>> Begin Provided entries
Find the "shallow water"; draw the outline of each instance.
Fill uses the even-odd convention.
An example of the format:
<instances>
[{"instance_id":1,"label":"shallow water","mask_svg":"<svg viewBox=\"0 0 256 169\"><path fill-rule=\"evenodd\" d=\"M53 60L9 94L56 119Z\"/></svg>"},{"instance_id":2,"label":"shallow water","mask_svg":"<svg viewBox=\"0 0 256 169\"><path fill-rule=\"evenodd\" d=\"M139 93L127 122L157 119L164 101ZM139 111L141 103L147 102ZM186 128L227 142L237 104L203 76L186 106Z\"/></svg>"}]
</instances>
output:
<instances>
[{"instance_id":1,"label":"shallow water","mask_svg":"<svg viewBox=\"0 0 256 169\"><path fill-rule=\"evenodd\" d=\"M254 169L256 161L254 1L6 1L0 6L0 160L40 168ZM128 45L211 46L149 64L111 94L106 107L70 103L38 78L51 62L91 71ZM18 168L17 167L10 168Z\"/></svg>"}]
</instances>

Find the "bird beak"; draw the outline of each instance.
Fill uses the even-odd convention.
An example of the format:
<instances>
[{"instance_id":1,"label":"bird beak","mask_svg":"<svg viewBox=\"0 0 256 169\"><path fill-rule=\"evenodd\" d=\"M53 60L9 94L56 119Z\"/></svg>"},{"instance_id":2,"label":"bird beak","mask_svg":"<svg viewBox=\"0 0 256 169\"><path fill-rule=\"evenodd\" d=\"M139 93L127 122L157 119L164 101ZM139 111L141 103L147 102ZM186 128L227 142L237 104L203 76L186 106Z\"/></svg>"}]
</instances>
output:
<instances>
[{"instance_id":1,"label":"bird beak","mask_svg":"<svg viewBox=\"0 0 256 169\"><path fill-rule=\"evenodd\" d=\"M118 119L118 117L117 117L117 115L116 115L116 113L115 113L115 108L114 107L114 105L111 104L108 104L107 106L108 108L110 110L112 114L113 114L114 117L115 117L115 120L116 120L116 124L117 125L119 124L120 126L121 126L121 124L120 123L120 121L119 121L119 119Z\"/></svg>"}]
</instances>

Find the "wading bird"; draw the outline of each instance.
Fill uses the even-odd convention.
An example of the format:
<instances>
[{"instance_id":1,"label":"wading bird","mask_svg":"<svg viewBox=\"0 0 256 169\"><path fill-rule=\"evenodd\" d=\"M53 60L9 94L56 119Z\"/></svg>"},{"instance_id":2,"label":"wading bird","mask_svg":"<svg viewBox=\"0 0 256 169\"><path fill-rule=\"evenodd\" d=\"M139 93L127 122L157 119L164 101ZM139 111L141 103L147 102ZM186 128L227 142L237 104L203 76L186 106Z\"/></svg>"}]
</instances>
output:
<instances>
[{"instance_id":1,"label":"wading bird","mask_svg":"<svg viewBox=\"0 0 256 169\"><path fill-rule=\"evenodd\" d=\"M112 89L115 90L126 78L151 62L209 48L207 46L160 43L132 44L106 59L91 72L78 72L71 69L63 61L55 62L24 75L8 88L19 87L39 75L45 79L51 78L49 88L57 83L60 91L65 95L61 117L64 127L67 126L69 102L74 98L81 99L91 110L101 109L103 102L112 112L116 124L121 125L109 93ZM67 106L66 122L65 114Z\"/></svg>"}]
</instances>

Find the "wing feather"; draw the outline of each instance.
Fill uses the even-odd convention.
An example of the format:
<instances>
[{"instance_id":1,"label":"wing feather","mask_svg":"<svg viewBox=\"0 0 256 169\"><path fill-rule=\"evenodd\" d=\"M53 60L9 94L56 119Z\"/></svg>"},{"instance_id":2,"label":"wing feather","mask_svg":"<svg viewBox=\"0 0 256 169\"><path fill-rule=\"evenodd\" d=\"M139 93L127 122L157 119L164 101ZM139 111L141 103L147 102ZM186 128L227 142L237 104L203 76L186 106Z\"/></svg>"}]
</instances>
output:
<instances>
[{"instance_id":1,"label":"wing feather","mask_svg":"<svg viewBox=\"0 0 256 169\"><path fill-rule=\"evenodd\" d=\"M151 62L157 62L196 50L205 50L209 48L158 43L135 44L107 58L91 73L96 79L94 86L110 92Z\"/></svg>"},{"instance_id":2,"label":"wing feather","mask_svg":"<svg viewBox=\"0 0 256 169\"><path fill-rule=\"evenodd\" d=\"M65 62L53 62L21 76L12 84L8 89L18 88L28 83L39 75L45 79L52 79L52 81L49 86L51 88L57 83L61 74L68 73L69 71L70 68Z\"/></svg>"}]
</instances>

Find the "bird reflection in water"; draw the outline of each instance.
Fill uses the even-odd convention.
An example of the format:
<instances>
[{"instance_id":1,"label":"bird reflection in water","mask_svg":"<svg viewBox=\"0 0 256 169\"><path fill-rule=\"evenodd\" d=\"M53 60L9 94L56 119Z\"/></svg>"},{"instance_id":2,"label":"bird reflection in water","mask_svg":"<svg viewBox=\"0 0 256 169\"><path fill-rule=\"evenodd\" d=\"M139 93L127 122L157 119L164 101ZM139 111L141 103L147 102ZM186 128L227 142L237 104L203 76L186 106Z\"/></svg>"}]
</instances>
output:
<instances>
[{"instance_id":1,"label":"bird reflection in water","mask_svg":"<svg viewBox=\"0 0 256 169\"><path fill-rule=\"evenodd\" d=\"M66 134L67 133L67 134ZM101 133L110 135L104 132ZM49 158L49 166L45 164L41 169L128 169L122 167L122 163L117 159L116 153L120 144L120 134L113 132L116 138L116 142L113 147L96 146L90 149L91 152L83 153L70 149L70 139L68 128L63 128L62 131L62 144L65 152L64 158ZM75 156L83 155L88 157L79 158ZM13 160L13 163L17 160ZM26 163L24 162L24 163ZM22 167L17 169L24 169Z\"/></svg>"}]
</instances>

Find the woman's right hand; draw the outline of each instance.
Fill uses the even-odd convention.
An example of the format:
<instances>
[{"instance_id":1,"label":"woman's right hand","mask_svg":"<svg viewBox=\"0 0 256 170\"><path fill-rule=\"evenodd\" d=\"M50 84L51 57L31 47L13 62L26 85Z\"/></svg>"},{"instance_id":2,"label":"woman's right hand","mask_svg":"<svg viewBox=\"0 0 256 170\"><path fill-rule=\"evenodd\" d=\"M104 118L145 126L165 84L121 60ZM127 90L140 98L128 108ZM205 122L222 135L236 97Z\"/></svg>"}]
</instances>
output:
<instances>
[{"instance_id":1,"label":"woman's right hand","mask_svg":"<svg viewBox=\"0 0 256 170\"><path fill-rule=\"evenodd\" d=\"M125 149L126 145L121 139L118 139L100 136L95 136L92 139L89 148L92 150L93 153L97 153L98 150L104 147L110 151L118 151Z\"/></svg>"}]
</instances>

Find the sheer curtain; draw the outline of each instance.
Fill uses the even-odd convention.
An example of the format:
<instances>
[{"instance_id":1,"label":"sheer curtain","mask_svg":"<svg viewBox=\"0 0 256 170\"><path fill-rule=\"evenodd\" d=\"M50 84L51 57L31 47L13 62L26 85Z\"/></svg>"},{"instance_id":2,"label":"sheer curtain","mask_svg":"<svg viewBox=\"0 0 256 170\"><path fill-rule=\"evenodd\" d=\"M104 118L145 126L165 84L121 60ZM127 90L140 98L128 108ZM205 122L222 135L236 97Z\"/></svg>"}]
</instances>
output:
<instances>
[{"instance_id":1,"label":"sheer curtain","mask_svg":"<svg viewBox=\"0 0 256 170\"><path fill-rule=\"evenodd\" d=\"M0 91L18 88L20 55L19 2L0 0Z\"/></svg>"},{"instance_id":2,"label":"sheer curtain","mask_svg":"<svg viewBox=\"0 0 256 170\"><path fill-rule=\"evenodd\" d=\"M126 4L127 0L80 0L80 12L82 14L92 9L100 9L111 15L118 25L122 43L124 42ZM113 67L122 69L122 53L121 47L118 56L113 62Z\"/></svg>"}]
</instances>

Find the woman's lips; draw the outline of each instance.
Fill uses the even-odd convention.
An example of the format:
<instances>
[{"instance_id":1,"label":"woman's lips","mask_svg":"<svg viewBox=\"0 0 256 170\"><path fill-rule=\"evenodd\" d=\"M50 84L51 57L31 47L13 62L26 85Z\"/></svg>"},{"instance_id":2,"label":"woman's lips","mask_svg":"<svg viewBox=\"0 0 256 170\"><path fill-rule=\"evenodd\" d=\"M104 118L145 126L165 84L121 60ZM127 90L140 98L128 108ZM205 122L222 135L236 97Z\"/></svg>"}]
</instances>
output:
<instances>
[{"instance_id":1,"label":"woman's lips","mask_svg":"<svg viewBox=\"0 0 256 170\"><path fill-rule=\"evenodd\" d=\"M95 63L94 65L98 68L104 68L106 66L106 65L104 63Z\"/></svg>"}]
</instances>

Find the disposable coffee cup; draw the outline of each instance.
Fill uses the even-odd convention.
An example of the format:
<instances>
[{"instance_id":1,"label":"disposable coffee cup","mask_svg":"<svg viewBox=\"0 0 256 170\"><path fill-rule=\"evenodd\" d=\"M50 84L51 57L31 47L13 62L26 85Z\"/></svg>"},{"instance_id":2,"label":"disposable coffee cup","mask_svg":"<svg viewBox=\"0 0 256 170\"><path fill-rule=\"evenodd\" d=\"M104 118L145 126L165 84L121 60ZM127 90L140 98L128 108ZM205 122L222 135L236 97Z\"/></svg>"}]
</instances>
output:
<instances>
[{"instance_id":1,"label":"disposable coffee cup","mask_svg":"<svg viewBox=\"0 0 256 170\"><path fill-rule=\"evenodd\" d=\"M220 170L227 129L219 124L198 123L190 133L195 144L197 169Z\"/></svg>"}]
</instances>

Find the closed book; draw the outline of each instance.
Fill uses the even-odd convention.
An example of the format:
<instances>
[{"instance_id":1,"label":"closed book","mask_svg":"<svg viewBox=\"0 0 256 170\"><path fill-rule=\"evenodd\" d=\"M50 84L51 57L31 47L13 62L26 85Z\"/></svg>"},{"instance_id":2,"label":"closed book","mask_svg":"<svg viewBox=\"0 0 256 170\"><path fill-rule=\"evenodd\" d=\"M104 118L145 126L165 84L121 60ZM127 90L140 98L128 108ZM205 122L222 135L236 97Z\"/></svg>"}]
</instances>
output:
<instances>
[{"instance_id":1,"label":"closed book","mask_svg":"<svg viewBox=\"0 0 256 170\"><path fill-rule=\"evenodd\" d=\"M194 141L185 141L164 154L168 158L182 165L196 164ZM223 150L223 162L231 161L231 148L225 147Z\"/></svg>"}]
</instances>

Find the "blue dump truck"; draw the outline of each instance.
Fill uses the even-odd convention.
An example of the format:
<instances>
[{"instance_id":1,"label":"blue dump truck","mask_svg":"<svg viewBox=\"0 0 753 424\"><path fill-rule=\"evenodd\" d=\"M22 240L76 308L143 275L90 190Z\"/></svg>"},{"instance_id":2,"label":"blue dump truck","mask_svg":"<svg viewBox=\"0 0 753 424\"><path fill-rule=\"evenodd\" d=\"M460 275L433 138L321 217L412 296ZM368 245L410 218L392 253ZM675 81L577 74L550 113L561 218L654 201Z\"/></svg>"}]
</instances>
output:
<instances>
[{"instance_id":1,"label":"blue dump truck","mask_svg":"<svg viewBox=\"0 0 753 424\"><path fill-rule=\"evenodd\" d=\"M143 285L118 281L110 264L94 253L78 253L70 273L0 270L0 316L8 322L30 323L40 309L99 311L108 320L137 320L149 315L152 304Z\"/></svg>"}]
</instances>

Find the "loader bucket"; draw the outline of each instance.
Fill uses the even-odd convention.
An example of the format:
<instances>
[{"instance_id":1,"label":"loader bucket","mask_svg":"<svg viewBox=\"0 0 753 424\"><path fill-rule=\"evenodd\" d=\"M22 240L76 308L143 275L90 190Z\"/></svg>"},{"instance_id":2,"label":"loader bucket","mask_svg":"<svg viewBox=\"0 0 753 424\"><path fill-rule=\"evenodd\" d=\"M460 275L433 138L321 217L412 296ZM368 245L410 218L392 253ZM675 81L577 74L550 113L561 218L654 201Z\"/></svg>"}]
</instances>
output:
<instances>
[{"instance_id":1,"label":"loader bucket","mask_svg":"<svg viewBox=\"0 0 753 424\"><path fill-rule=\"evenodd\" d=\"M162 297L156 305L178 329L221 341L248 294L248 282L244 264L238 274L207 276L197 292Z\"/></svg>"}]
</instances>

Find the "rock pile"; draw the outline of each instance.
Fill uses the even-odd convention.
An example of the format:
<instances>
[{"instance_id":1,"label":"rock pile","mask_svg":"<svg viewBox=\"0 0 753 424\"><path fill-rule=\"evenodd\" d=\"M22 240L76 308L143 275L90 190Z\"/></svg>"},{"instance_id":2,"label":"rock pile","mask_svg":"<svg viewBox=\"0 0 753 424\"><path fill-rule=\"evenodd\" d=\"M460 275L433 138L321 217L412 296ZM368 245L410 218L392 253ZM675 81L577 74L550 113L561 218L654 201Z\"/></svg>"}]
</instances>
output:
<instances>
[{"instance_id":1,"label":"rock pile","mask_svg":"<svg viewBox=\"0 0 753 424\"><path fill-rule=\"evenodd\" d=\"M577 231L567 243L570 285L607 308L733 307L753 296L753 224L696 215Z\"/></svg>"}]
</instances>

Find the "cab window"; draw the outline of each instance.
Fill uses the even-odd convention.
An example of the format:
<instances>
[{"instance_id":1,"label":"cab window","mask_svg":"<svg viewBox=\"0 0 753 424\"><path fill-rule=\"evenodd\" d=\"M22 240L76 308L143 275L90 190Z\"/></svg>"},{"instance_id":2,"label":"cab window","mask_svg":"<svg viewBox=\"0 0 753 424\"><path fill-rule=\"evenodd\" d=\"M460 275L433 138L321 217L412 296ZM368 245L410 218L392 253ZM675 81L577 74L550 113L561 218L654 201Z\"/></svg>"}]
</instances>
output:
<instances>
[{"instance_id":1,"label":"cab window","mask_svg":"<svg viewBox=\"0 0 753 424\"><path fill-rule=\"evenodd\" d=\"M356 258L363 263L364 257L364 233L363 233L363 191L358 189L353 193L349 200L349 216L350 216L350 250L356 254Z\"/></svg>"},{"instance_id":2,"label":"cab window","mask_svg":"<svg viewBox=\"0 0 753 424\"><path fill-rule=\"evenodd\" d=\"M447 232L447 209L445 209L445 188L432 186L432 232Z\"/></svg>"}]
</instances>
>> End Provided entries
— The request —
Show every line in the data above that contains the string "sheer".

— Output of the exercise —
Find the sheer curtain; draw the outline of each instance.
[{"instance_id":1,"label":"sheer curtain","mask_svg":"<svg viewBox=\"0 0 256 170\"><path fill-rule=\"evenodd\" d=\"M50 84L51 57L31 47L13 62L26 85Z\"/></svg>"},{"instance_id":2,"label":"sheer curtain","mask_svg":"<svg viewBox=\"0 0 256 170\"><path fill-rule=\"evenodd\" d=\"M104 118L145 126L165 84L121 60ZM127 90L140 98L128 108ZM205 122L222 135L236 97Z\"/></svg>"}]
[{"instance_id":1,"label":"sheer curtain","mask_svg":"<svg viewBox=\"0 0 256 170\"><path fill-rule=\"evenodd\" d=\"M0 91L18 88L20 55L19 2L0 0Z\"/></svg>"},{"instance_id":2,"label":"sheer curtain","mask_svg":"<svg viewBox=\"0 0 256 170\"><path fill-rule=\"evenodd\" d=\"M126 4L127 0L80 0L80 12L82 14L92 9L100 9L111 15L118 25L122 43L124 42ZM113 67L122 69L122 53L121 47L118 56L113 62Z\"/></svg>"}]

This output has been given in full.